THE DATA START

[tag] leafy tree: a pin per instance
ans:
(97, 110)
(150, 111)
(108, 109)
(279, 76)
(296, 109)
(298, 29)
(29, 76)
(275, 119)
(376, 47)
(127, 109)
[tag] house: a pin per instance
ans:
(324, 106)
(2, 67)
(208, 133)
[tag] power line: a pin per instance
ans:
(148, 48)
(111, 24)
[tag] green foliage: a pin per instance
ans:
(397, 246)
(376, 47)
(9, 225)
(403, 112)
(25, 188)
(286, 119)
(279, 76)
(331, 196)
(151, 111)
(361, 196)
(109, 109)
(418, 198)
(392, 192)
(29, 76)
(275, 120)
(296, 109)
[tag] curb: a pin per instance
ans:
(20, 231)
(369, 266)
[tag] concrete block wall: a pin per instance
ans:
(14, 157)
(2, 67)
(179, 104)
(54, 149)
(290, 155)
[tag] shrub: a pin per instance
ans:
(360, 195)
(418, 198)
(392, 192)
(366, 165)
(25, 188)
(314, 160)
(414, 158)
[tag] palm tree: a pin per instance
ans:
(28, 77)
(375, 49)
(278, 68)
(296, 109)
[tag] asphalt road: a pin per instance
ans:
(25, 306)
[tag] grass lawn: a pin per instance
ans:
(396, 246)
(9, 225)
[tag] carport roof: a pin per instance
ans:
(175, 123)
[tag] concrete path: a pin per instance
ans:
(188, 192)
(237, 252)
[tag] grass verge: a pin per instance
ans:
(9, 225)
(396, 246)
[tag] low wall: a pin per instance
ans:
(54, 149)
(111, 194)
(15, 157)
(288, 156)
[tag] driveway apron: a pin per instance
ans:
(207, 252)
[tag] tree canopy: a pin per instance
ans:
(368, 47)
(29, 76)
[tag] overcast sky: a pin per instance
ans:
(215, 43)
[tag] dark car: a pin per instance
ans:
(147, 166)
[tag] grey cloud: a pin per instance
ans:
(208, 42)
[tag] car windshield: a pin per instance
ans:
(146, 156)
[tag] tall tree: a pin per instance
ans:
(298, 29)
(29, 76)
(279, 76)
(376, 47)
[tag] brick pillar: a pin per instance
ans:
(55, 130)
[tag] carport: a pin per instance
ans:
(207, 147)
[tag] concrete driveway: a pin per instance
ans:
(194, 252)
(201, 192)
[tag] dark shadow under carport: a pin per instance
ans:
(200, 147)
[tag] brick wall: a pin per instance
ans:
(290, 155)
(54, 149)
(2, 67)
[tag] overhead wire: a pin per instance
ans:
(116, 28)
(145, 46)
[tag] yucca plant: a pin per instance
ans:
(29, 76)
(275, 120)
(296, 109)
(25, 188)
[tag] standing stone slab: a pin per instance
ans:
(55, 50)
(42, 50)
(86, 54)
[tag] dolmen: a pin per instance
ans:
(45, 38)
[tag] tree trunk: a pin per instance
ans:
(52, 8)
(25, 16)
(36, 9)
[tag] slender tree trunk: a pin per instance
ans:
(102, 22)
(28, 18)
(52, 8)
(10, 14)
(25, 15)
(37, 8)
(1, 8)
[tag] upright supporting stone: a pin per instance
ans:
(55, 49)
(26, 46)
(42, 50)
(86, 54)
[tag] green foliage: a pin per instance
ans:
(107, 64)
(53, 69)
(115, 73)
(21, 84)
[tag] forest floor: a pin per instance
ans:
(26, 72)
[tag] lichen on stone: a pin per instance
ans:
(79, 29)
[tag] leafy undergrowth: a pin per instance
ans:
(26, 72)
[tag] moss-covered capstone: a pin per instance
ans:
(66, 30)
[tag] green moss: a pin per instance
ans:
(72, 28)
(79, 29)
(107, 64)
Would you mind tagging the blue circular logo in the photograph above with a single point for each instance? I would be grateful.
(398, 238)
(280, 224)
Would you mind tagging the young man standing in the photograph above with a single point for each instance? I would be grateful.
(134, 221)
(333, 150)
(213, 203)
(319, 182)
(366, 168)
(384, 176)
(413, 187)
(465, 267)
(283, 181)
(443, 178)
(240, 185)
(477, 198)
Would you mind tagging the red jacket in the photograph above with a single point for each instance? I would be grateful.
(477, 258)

THE DATA END

§ THE TASK:
Reprint exactly the lines above that start at the one with "[tag] shrub: a pin per instance" and end at the one with "[tag] low wall: a pin per instance", keeping both and adding none.

§ EXERCISE SOLUTION:
[tag] shrub: a pin per instance
ans:
(360, 195)
(418, 198)
(392, 192)
(366, 165)
(25, 188)
(314, 160)
(414, 158)
[tag] palm tree: a pin per instance
ans:
(28, 77)
(375, 49)
(278, 68)
(296, 109)
[tag] asphalt road: a pin per instance
ans:
(25, 306)
[tag] grass lawn: a pin per instance
ans:
(396, 246)
(9, 225)
[tag] carport roof: a pin per instance
ans:
(175, 123)
[tag] concrete path: a pin per instance
ans:
(188, 192)
(237, 252)
[tag] grass verge: a pin per instance
ans:
(9, 225)
(396, 246)
[tag] low wall: a pin per instance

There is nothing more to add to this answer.